→ **ENUNCIADO 1**:
Responde, com base no texto sobre concursos de vinhos:
(a) Em que país decorreu o Wine Lovers Awards mencionado?
(b) Em que escala os provadores têm muitas vezes de pontuar?
(c) Em que estado chegam as garrafas às provas?

→ **TEXTO PARA LEITURA**:
• • • • • • •

Os concursos de vinhos são eventos fascinantes e lucrativos (já lá vamos) e na minha opinião desempenham um papel essencial no sector. Quem nunca após ler a notícia não se sente tentado a comprar e provar o vinho medalhado? Quem sabe vira o preferido para este Verão.

Mas o que se passa, realmente, por detrás das portas dos concursos de vinhos?
A curiosidade é muita: "Sabem o que estão a provar? Está tudo combinado?". Posso garantir que não. Além de já ter dado apoio em alguns concursos nacionais, também participo pontualmente como jurada e, no ano passado, rumei à Hungria para o Wine Lovers Awards.
Em todos os concursos, as provas são cegas. As garrafas chegam tapadas e numeradas, e os jurados não sabem que vinhos estão a avaliar. No máximo, conhece-se a casta, o tipo de vinho ou o ano de colheita. Esta neutralidade é essencial para garantir a imparcialidade e suficiente para conduzir a prova.
Os provadores, habitualmente profissionais do sector (Enólogos, Escanções, Jornalistas da especialidade AKA críticos, etc.) têm de pontuar numa escala, muitas das vezes de 0 a 100. Avaliamos cada vinho segundo critérios técnicos e sensoriais: cor, brilho, limpidez, intensidade aromática, qualidade do aroma, estrutura, sabor, persistência, harmonia... tudo conta.

• • • • • • •

→ **ENUNCIADO 2**:
Transcreve sem alterações tudo o que vai da linha dos registos que contém "Put a point on the garage" até ao final dos registos, incluindo ambas as extremidades.

→ **CONTEÚDO DOS REGISTOS**:
• • • • • • •

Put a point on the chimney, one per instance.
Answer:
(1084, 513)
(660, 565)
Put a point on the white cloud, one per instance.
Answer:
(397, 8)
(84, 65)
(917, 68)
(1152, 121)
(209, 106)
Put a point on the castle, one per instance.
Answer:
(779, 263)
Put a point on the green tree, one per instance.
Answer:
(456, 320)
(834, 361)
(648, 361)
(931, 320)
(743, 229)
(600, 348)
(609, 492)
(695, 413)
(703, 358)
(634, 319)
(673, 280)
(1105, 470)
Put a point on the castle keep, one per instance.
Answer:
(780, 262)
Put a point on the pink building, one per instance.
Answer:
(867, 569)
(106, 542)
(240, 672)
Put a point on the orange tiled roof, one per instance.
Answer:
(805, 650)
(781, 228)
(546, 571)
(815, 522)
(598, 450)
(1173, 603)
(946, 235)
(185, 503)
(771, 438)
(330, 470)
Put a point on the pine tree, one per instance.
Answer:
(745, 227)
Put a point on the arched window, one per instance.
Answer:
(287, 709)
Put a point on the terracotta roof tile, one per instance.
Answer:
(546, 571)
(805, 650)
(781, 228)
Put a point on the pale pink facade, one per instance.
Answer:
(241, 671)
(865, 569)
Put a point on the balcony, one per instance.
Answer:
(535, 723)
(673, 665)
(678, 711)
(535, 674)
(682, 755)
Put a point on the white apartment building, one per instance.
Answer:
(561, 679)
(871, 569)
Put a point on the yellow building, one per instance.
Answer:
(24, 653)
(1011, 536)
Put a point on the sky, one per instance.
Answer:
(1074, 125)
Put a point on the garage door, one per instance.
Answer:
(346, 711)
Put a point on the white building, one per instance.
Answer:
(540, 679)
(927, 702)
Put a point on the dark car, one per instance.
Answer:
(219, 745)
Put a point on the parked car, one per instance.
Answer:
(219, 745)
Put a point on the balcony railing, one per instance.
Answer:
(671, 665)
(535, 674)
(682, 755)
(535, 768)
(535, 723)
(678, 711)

• • • • • • •

→ **RESOLUÇÃO COMPLETA 1**:
(a) Na Hungria.
(b) De 0 a 100.
(c) Tapadas e numeradas.

→ **RESOLUÇÃO COMPLETA 2**:
Put a point on the garage door, one per instance.
Answer:
(346, 711)
Put a point on the white building, one per instance.
Answer:
(540, 679)
(927, 702)
Put a point on the dark car, one per instance.
Answer:
(219, 745)
Put a point on the parked car, one per instance.
Answer:
(219, 745)
Put a point on the balcony railing, one per instance.
Answer:
(671, 665)
(535, 674)
(682, 755)
(535, 768)
(535, 723)
(678, 711)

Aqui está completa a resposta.